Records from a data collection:
============
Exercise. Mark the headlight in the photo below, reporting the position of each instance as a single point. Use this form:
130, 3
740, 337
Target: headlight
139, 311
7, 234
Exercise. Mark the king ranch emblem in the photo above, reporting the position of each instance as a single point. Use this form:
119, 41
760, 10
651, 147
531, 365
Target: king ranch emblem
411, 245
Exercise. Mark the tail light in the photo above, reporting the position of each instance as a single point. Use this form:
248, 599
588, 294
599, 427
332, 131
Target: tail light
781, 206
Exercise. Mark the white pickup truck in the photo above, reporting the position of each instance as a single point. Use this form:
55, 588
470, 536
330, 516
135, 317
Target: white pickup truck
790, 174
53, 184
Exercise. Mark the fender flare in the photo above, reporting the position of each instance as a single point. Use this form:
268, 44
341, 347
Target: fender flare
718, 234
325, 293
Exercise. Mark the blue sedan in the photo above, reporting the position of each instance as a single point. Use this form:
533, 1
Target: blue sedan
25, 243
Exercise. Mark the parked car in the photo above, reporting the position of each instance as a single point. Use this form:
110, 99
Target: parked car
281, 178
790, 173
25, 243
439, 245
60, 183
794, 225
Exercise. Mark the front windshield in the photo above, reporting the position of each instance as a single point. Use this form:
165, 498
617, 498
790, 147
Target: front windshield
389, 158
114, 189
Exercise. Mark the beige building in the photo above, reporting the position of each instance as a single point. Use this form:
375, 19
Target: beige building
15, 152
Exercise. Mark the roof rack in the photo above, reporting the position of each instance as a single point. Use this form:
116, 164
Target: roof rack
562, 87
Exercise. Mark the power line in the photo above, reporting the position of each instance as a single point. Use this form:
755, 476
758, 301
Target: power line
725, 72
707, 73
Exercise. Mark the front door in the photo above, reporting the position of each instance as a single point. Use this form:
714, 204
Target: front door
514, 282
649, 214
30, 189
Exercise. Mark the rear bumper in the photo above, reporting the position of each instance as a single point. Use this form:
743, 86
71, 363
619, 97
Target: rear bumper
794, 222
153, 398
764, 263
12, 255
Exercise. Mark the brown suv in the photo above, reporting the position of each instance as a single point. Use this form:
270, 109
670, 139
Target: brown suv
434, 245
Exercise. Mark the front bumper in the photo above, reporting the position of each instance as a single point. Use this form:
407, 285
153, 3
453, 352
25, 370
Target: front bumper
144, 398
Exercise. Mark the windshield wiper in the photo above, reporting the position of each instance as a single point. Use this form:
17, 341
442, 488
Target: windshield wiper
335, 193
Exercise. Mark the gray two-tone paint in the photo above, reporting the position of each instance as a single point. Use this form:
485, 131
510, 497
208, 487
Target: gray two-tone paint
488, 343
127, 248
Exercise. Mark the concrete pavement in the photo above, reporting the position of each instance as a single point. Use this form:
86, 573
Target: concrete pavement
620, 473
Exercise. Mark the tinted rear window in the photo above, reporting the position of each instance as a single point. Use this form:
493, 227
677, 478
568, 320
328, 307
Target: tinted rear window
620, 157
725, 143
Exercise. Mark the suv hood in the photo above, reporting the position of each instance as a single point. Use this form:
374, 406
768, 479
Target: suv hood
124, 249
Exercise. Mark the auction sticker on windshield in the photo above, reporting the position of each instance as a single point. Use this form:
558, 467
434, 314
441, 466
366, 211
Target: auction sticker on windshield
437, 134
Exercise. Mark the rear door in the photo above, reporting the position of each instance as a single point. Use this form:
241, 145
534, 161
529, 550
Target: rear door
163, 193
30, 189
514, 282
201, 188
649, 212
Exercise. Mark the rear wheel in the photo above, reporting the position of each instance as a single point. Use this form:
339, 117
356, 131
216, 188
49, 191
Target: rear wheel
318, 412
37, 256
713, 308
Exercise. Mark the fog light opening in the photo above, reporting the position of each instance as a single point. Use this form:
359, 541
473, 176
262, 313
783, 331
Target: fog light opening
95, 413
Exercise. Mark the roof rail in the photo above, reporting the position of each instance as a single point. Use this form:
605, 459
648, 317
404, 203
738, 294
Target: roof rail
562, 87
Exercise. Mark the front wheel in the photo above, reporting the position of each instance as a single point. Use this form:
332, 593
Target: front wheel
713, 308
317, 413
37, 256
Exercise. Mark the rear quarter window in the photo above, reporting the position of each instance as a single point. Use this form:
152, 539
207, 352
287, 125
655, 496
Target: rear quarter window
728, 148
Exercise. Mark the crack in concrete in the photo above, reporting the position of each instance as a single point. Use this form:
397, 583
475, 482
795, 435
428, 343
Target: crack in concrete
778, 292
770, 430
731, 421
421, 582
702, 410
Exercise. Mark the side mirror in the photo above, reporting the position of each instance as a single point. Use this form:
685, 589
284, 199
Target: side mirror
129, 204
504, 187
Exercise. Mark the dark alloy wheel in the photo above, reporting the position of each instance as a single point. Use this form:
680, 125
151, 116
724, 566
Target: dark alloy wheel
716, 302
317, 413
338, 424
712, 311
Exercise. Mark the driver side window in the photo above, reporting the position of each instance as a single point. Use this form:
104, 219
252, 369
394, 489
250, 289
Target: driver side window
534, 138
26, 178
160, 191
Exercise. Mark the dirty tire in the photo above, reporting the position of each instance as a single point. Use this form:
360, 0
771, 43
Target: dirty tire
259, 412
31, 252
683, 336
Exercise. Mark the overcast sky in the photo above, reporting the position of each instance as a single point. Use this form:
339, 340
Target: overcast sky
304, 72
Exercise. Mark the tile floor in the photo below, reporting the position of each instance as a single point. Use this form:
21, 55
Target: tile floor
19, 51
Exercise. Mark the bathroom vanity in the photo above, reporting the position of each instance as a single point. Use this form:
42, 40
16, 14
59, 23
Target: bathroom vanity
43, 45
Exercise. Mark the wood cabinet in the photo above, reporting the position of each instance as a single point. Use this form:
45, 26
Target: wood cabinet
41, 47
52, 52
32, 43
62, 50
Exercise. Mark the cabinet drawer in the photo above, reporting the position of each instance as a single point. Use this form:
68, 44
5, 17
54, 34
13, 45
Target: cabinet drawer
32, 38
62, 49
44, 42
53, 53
============
GIVEN TASK:
Extract, unchanged, the closing run of lines that opens with the line containing "Exercise. Mark the side" and ends with the last line.

SOLUTION:
Exercise. Mark the side mirror in the photo above, reporting the position of each instance as a single point. Use this form:
685, 589
284, 199
Target: side mirror
129, 204
504, 187
Exercise. Mark the dark alloy wheel in the photo above, reporting the position of each instance as a single point. Use this form:
680, 125
151, 116
724, 566
Target: dark alloy wheel
716, 302
317, 413
338, 424
712, 311
Exercise. Mark the driver side window in the photo above, reporting the position of each instance as a single point. Use this form:
104, 219
252, 369
394, 489
250, 289
Target: driver side window
534, 138
26, 178
160, 191
Exercise. Mark the dirty tire in the photo above, reporting the position of each instance as a single point. Use this form:
360, 0
771, 43
Target: dirty tire
259, 412
31, 252
683, 336
Exercise. Mark the overcast sky in the photo above, reporting the position of each instance as a single point. Use this form:
339, 340
Target: overcast sky
304, 72
Exercise. Mark the tile floor in the photo below, reporting the position of each instance as a single point. Use this form:
21, 55
Target: tile floor
19, 51
Exercise. Mark the bathroom vanity in the photo above, reporting the position of each instance as a single point. Use this form:
42, 40
16, 14
59, 23
Target: bathroom vanity
43, 45
Exercise. Mark the wood cabinet in the photo above, reporting the position of each instance as a single point. Use this form:
45, 26
Target: wood cabinet
41, 47
52, 52
32, 43
62, 50
Exercise. Mark the cabinet drawer in the photo above, reporting the position of each instance as a single point. Use this form:
68, 44
5, 17
54, 34
13, 45
Target: cabinet drawer
32, 38
62, 49
44, 42
53, 53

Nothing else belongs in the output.